→ **TO DO**
With the pictures left out, copy the listing below exactly.

==========

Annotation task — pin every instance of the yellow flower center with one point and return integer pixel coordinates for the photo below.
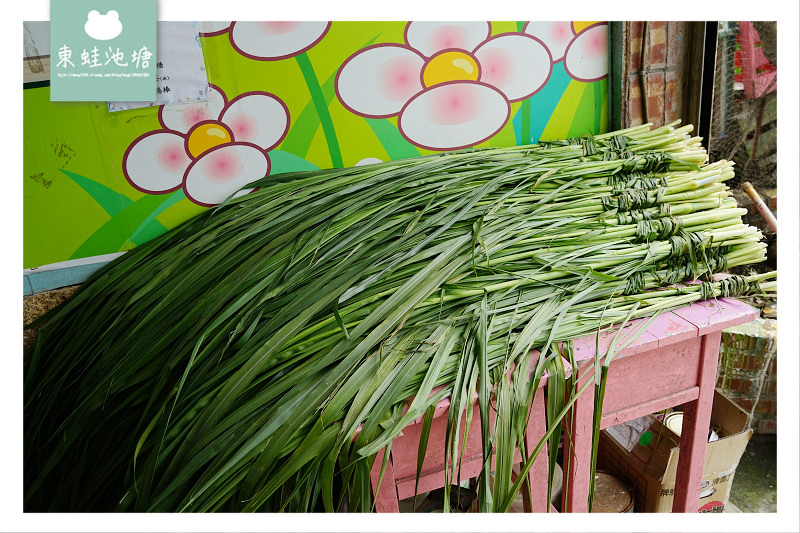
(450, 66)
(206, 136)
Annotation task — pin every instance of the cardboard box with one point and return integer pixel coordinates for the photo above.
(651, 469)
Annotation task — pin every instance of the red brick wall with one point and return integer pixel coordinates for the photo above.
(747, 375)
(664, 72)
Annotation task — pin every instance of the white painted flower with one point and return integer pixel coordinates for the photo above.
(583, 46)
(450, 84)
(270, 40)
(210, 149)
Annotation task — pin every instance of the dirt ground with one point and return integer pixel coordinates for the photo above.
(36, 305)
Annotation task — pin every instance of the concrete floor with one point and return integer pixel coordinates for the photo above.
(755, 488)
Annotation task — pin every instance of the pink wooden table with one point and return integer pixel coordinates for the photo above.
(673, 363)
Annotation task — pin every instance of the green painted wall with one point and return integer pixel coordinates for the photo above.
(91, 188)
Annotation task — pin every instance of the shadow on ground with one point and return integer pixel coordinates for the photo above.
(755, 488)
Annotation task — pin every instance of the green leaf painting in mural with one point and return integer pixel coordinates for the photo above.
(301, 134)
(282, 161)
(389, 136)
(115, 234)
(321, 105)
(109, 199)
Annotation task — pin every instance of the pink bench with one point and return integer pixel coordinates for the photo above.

==========

→ **RESPONSE AREA**
Annotation task — pin every instance of the yellow flower center with one point and return integer pixel coordinates for the photo below.
(450, 66)
(206, 136)
Annotation task — pin every instance of the cardboard box with one point and return integer pixel coordinates for the photo above.
(651, 469)
Annotation task — pin every instance of the red brick wall with one point and return integer pixel coordinates for the photo above.
(747, 375)
(664, 72)
Annotation task — pin every instance of the white painted flower with one point and return integer pixel coordinates for the photo above.
(583, 46)
(450, 84)
(270, 40)
(210, 149)
Annotation task — pin every instance of the dirt ground with one point and return integer pixel coordinates for the photo above.
(36, 305)
Annotation task — pin every instance of the concrete floor with one point and return integer pixel coordinates for the photo above.
(755, 488)
Annotation task — pin every instance of the pink wooden table with one point and return integer pixel coordinates for the photo above.
(673, 363)
Annotation task — pin every instance of the green painted wall with one point and return integer pixel coordinates for the photo above.
(91, 188)
Annotation task — pin every instance of the shadow on ground with one point and return integer pixel coordinates for the photo above.
(755, 488)
Annotation task — pin every instance of the green leaf painting in mural with one point and return integer pixel coordinates for the photo above.
(301, 134)
(282, 161)
(389, 136)
(115, 234)
(321, 105)
(109, 199)
Annotation task — pin every instance of the pink bench with one point and return integer pixel coordinates for the photo above.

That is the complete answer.